**Trecho selecionado:**
════

Banheiro da Praça Osório
Alvo recente de uma matéria na televisão que denunciava a prática do local, o point ainda é frequentado, embora esteja mais visado. Em nossa visita, vimos cinco pessoas no local. Um engravatado de saída, um jovem que saiu em seguida e dois homens de meia idade. Os olhares para quem entra e os olhares entre si denunciam que ali há um ambiente de camaradagem e muito mais do que mãos amigas.
O código interno destas pessoas é claro: discrição em primeiro lugar. O que acontece no banheiro, fica no banheiro. Nada de denunciar esse ou aquele frequentador. Deveria ser assim. Mas eles falam, principalmente quando encontram amigos ou namorados de amigos. Os “héteros” são os alvos prediletos, parece que o verdadeiro fetiche é pegar quem não parece ser gay, quem não frequenta o meio. É uma homofobia internalizada visível. Parece um álbum de figurinhas infinito onde pessoas viram prêmios. E tudo vira segredo.

════

**Dados extraídos:**
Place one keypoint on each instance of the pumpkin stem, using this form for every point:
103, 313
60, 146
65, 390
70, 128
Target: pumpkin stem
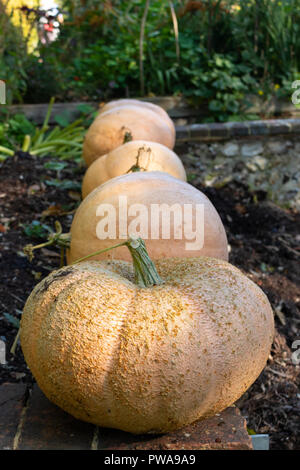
137, 166
58, 238
127, 137
146, 274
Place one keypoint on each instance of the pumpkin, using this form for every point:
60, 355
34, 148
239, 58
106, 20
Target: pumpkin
111, 128
129, 102
148, 359
132, 156
167, 212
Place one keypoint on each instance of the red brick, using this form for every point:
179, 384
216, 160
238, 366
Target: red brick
12, 397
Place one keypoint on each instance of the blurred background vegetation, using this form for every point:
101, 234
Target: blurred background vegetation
213, 52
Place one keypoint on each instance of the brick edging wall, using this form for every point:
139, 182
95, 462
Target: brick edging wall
229, 130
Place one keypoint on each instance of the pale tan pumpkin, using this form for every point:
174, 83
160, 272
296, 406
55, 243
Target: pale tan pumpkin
150, 156
110, 129
137, 195
146, 359
153, 107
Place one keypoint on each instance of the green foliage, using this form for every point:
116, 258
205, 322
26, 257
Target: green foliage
225, 50
14, 128
13, 56
36, 229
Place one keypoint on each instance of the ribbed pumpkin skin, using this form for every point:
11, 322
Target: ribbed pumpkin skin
145, 188
152, 157
108, 130
146, 360
131, 102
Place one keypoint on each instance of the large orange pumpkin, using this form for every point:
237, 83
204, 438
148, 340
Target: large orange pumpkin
111, 128
171, 215
129, 102
132, 156
146, 359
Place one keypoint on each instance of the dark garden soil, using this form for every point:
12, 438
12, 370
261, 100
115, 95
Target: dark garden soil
264, 241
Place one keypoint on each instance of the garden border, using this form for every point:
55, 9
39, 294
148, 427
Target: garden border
230, 130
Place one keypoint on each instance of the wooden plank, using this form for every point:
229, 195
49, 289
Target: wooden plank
47, 427
12, 400
225, 431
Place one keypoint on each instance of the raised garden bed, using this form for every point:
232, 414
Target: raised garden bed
263, 241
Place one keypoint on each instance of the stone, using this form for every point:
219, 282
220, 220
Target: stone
230, 149
251, 149
277, 146
260, 162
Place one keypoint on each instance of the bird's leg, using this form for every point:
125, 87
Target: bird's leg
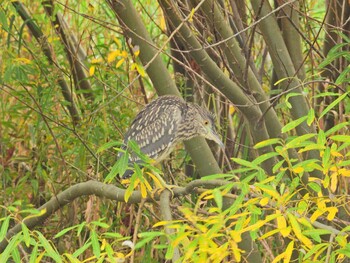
160, 183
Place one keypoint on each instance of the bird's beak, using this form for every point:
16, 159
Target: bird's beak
212, 135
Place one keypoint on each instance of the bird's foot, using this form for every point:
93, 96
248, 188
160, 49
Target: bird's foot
161, 185
168, 187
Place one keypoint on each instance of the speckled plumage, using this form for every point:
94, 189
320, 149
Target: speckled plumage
165, 122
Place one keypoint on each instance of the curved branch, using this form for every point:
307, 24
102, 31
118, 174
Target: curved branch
101, 190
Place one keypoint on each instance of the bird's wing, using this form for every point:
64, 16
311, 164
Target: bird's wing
155, 127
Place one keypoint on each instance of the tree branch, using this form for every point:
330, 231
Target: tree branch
101, 190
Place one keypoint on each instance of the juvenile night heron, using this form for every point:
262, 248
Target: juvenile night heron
165, 122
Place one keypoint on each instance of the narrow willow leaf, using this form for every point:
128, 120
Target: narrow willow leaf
95, 244
4, 227
26, 235
298, 140
245, 163
293, 124
288, 252
108, 145
82, 249
14, 241
61, 233
218, 197
340, 138
267, 143
49, 250
297, 231
333, 104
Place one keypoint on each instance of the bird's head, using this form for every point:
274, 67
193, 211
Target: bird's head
204, 123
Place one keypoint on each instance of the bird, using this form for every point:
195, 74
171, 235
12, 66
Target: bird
165, 122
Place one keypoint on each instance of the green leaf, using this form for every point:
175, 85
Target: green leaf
218, 197
95, 244
50, 252
262, 158
340, 138
298, 140
147, 237
118, 168
62, 232
3, 21
82, 249
314, 186
337, 128
100, 224
332, 57
333, 104
112, 235
15, 255
293, 124
245, 163
108, 145
310, 117
169, 253
34, 254
343, 77
267, 143
4, 228
26, 235
14, 241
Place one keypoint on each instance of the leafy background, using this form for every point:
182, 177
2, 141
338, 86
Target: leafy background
73, 76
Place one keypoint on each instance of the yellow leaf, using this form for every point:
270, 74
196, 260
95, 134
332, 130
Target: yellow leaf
162, 223
298, 169
236, 236
92, 70
23, 60
96, 60
117, 41
264, 201
162, 23
344, 172
103, 245
124, 54
342, 240
270, 233
325, 181
279, 258
190, 17
269, 191
282, 225
143, 190
120, 62
112, 55
155, 180
231, 109
332, 211
179, 239
286, 231
336, 154
288, 252
316, 215
236, 251
140, 70
334, 182
297, 231
136, 50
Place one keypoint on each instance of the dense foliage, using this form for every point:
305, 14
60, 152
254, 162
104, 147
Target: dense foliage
73, 75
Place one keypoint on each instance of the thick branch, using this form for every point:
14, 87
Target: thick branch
99, 189
47, 50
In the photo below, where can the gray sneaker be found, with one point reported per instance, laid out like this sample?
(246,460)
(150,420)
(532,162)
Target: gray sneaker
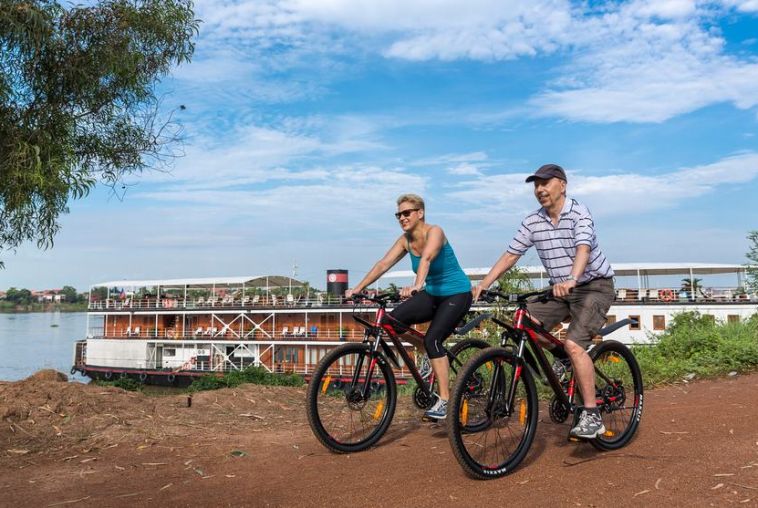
(438,411)
(590,426)
(424,366)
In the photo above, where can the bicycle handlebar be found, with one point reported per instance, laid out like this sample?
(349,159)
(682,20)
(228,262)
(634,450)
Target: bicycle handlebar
(380,298)
(489,295)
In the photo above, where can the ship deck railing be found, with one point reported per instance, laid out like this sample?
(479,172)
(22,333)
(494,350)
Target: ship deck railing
(623,295)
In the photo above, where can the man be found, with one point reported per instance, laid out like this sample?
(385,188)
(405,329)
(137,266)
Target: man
(563,233)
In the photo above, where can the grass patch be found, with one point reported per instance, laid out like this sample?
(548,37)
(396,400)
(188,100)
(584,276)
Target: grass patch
(696,344)
(252,375)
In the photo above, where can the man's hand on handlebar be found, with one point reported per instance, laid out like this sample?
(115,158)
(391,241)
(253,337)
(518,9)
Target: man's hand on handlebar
(562,289)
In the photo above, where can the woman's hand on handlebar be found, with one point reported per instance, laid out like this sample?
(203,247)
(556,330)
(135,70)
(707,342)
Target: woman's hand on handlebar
(409,291)
(476,291)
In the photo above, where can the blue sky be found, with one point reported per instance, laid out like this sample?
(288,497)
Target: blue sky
(305,119)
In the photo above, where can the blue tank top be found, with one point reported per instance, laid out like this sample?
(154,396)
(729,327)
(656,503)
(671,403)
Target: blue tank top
(445,275)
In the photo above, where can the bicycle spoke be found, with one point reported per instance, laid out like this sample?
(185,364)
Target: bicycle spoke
(493,439)
(344,414)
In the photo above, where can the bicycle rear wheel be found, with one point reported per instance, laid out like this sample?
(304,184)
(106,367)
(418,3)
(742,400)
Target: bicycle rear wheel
(488,438)
(341,415)
(618,389)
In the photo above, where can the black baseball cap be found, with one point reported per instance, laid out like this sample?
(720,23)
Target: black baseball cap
(548,171)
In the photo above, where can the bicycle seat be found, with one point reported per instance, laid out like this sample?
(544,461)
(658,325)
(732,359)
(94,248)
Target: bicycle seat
(615,326)
(463,330)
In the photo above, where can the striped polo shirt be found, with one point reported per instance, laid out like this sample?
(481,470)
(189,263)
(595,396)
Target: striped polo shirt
(556,245)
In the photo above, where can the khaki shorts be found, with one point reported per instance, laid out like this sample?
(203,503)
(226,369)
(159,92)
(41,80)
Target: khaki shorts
(587,306)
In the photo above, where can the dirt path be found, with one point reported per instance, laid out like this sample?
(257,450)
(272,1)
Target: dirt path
(698,446)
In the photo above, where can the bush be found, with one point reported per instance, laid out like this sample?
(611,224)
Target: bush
(252,375)
(696,344)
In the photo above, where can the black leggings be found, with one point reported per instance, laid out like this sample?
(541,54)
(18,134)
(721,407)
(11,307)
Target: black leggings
(444,312)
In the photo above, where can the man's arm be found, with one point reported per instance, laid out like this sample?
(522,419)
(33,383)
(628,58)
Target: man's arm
(562,289)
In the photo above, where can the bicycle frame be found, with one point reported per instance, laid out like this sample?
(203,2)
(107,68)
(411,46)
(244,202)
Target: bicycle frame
(374,337)
(525,331)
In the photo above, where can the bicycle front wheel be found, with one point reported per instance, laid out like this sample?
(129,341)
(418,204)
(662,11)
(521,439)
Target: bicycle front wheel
(489,435)
(618,390)
(350,403)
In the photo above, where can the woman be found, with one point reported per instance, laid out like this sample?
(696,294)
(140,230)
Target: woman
(445,299)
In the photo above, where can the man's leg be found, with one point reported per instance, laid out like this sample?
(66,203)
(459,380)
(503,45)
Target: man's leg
(588,305)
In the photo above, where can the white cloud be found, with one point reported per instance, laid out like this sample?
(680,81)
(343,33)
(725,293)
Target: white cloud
(506,195)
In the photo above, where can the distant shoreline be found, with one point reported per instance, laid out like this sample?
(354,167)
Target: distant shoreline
(40,307)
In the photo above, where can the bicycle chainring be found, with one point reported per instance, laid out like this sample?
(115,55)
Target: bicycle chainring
(421,399)
(559,413)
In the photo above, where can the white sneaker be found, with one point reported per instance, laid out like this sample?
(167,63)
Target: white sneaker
(424,366)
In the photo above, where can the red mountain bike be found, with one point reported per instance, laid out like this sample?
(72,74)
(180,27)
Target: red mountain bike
(492,413)
(352,395)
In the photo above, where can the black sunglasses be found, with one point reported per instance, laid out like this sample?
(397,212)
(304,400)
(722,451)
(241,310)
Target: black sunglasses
(406,213)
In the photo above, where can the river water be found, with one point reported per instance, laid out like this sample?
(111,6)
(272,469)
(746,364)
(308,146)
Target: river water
(39,340)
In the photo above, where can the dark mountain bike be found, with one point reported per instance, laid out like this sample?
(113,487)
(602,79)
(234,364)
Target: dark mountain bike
(352,394)
(492,413)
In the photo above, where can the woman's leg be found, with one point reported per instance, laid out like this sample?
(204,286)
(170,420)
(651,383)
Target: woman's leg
(417,309)
(450,311)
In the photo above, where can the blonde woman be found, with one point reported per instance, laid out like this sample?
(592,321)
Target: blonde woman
(441,292)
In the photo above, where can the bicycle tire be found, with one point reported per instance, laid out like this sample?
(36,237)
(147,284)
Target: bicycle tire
(620,419)
(470,447)
(331,389)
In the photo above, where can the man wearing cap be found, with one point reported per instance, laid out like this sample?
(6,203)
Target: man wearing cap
(563,233)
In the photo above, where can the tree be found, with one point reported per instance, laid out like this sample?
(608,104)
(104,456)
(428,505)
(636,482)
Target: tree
(78,102)
(752,255)
(515,281)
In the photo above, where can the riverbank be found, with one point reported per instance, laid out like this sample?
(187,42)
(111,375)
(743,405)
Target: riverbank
(67,443)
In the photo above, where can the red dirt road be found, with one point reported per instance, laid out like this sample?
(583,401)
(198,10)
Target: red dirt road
(697,446)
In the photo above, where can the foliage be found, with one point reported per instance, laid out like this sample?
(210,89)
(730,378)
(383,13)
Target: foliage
(515,281)
(697,344)
(253,375)
(752,255)
(78,102)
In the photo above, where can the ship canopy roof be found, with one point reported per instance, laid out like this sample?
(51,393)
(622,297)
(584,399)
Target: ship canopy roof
(620,269)
(248,281)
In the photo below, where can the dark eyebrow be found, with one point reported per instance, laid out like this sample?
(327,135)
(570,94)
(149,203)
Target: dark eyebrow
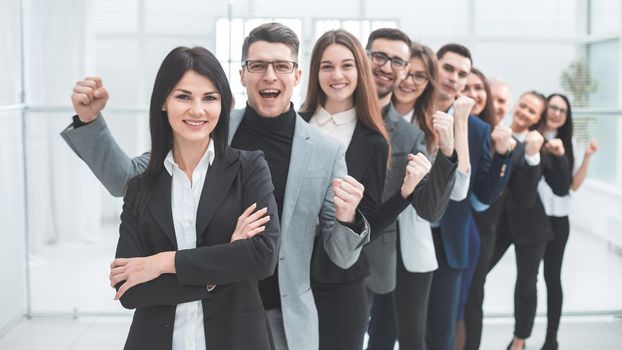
(190,93)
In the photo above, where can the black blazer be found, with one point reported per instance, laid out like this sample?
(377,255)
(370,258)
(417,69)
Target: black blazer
(366,159)
(523,216)
(233,314)
(522,185)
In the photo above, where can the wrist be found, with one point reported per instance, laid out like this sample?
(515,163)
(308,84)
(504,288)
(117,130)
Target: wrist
(166,262)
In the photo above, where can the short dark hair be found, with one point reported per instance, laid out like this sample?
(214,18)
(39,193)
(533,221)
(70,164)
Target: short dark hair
(455,48)
(273,33)
(179,61)
(389,34)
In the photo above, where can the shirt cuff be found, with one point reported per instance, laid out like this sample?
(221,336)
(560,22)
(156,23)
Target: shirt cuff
(78,123)
(532,160)
(358,225)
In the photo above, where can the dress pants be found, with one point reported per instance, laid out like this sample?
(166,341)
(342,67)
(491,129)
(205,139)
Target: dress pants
(382,329)
(443,306)
(342,314)
(410,302)
(485,223)
(553,257)
(528,258)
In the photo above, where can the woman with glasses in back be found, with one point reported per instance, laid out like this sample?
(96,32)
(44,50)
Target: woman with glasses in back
(413,98)
(557,123)
(341,101)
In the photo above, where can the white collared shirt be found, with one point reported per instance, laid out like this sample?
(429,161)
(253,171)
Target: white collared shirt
(339,125)
(188,330)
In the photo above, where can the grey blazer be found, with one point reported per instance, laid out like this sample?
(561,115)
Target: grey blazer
(433,192)
(315,160)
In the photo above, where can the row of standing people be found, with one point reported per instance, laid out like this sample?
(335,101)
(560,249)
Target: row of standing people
(346,178)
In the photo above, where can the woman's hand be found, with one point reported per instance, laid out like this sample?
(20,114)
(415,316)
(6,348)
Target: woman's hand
(418,166)
(555,147)
(135,271)
(249,223)
(89,97)
(592,147)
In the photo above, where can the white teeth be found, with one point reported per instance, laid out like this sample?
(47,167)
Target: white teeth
(195,122)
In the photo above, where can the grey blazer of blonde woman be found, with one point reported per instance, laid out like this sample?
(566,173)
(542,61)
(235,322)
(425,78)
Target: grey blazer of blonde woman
(308,203)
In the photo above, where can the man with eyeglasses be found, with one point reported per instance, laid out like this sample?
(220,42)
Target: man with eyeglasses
(488,176)
(389,52)
(311,186)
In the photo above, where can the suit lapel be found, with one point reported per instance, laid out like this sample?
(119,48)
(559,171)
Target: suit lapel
(218,180)
(160,206)
(298,162)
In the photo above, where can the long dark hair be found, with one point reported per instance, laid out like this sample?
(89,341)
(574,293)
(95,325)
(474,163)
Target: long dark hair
(487,114)
(175,65)
(564,132)
(366,103)
(425,105)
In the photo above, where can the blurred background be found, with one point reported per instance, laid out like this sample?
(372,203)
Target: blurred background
(59,225)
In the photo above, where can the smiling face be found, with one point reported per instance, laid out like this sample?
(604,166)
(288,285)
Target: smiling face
(269,93)
(338,76)
(557,113)
(527,112)
(193,109)
(385,76)
(453,74)
(408,91)
(500,99)
(475,89)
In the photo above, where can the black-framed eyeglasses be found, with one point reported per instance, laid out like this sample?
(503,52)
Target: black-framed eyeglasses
(417,78)
(380,58)
(280,67)
(556,109)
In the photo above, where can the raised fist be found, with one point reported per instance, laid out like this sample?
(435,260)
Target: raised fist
(89,97)
(533,142)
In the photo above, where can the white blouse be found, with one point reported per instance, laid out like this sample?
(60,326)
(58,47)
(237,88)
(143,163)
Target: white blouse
(188,329)
(339,125)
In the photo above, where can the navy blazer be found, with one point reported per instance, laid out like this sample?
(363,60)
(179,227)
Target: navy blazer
(489,175)
(233,314)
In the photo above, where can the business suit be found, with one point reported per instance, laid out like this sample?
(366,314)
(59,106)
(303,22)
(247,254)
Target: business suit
(522,183)
(315,160)
(529,229)
(430,200)
(488,176)
(340,294)
(233,315)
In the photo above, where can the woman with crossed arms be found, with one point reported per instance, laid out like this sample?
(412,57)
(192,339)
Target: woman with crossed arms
(189,255)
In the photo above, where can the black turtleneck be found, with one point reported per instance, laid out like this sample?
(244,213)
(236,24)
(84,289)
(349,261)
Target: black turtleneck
(273,136)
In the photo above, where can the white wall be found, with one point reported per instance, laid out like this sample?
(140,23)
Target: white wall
(13,235)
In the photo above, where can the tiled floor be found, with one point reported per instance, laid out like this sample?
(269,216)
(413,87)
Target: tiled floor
(591,276)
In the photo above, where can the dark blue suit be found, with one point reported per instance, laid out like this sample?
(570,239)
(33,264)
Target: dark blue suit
(488,177)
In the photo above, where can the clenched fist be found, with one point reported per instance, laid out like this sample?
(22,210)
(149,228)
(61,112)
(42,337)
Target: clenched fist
(418,166)
(533,142)
(443,125)
(347,195)
(555,147)
(501,137)
(89,97)
(462,108)
(592,147)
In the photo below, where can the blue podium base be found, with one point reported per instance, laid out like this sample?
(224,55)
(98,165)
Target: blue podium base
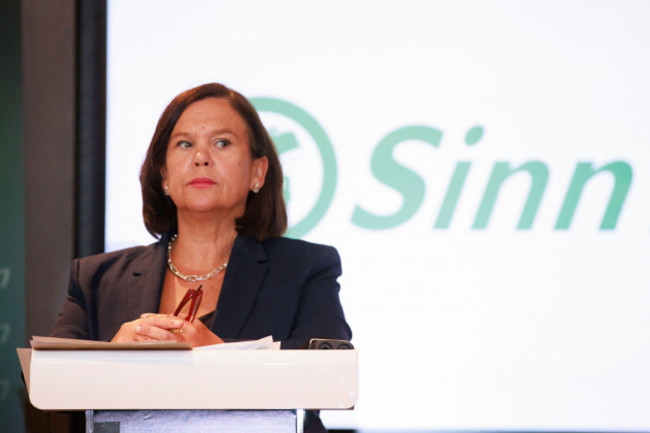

════

**Tarefas:**
(A) Edite o trecho sobre o banheiro da Praça Osório: comece nas palavras "O código interno" e pare depois de "tudo vira segredo.". Nesse intervalo, troque "discrição" por "sigilo".
(B) No trecho sobre o banheiro da Praça Osório, quem são os alvos prediletos dos frequentadores?

**Respostas por tarefa:**
(A)
O código interno destas pessoas é claro: sigilo em primeiro lugar. O que acontece no banheiro, fica no banheiro. Nada de denunciar esse ou aquele frequentador. Deveria ser assim. Mas eles falam, principalmente quando encontram amigos ou namorados de amigos. Os “héteros” são os alvos prediletos, parece que o verdadeiro fetiche é pegar quem não parece ser gay, quem não frequenta o meio. É uma homofobia internalizada visível. Parece um álbum de figurinhas infinito onde pessoas viram prêmios. E tudo vira segredo.

(B) Os "héteros".